The exercise ->
Give only the number of lines in the rows below that contain the string "segment".

Material for this task ->
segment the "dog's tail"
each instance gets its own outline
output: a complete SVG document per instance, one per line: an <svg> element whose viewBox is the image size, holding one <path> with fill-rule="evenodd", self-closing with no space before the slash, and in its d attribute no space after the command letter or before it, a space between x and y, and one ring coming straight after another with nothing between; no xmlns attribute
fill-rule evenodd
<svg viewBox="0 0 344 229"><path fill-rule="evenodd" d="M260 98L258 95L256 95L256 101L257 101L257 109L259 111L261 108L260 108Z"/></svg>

* * *

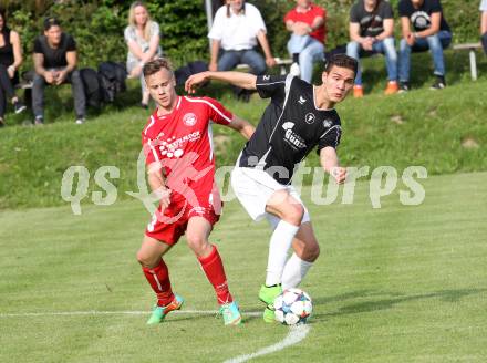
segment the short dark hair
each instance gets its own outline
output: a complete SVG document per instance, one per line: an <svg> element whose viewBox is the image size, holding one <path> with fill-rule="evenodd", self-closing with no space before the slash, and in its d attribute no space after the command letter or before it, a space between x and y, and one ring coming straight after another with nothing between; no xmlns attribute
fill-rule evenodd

==

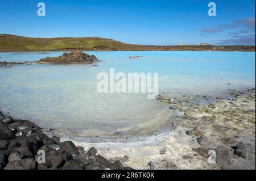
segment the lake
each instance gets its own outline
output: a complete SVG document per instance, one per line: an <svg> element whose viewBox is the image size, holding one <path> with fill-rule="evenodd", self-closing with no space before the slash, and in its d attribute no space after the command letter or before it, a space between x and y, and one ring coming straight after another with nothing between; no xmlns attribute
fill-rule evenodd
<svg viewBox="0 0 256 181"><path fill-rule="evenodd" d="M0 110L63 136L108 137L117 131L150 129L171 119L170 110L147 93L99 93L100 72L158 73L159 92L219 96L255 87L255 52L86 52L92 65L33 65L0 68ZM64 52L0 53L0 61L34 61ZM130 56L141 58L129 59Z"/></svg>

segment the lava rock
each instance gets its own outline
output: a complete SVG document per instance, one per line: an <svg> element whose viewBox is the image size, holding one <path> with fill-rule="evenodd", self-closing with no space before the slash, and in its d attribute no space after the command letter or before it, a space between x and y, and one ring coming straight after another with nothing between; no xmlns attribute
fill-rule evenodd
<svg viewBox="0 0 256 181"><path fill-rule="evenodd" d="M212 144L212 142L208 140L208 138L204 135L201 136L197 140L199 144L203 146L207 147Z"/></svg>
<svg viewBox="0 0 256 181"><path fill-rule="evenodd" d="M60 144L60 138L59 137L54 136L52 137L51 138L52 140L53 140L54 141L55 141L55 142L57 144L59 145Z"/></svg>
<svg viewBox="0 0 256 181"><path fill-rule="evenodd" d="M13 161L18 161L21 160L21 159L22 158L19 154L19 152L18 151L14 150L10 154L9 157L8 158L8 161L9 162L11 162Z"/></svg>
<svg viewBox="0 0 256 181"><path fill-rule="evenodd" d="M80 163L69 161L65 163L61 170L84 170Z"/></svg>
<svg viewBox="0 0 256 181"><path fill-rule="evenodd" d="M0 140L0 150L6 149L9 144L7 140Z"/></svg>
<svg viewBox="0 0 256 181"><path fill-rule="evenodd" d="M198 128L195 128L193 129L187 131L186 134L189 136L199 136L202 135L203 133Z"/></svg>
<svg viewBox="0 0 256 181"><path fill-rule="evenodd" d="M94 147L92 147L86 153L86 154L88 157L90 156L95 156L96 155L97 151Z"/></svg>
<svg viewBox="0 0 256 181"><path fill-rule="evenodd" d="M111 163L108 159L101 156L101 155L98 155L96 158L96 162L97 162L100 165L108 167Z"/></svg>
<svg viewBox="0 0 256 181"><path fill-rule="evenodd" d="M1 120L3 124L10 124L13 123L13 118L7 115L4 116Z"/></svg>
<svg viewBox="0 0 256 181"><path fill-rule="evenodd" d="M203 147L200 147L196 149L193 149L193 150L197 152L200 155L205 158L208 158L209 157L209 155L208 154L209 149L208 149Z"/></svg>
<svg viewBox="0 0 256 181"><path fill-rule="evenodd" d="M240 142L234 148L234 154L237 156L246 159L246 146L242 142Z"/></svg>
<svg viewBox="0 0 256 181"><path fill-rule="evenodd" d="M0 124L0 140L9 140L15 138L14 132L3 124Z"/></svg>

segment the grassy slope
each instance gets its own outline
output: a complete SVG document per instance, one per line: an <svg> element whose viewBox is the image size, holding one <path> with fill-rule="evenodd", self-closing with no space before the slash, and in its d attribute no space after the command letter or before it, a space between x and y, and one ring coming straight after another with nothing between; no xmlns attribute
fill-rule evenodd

Response to this task ->
5